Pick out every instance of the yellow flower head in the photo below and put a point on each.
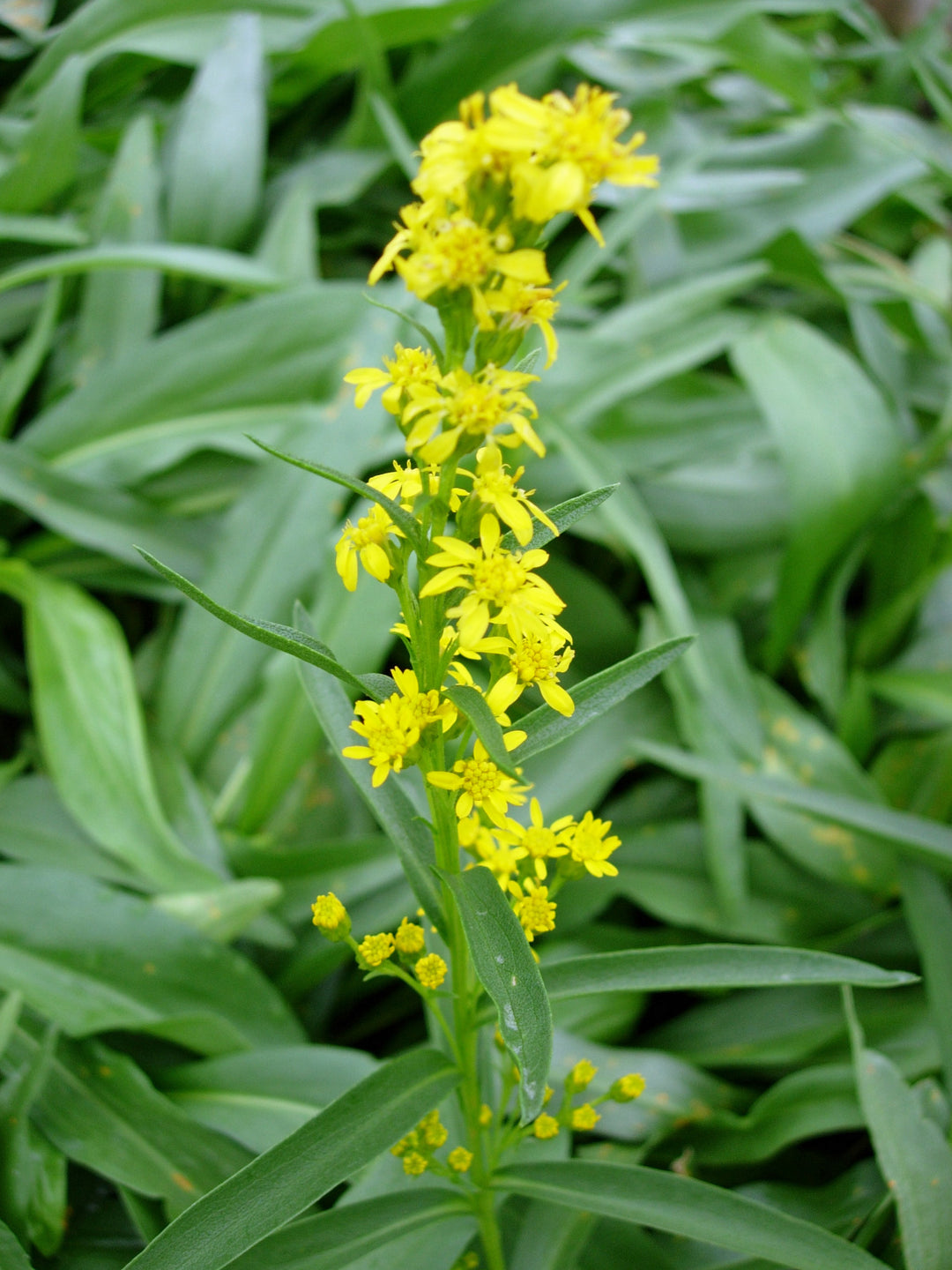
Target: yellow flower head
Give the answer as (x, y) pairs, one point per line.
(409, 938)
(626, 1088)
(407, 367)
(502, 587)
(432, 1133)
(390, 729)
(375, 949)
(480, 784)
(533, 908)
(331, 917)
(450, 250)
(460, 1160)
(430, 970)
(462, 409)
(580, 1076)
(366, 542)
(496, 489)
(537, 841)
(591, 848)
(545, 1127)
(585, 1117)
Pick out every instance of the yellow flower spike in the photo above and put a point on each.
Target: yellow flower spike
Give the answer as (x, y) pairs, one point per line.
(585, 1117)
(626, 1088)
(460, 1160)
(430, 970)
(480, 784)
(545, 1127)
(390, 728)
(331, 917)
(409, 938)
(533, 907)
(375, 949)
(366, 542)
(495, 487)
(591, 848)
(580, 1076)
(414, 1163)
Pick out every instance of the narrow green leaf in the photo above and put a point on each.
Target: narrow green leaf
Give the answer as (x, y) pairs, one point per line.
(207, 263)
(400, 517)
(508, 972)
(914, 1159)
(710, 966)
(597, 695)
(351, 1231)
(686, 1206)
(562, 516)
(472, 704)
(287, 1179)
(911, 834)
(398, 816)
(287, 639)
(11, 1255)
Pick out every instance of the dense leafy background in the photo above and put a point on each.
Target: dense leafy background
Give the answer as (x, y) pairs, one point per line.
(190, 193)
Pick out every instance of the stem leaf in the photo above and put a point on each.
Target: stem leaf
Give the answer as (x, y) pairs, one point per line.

- **WHAT TO DO**: Render the records from the line containing "Pick out every instance of the stem" through the end of the records as a numbered list, leaving out any blank lines.

- **SOLUTION FOR THIS EXERCISE**:
1. Pick out every instance of the stem leaf in the photo above and put a point on each.
2. Target: stem leaf
3. Give the answer as (x, y) pairs, one point per line.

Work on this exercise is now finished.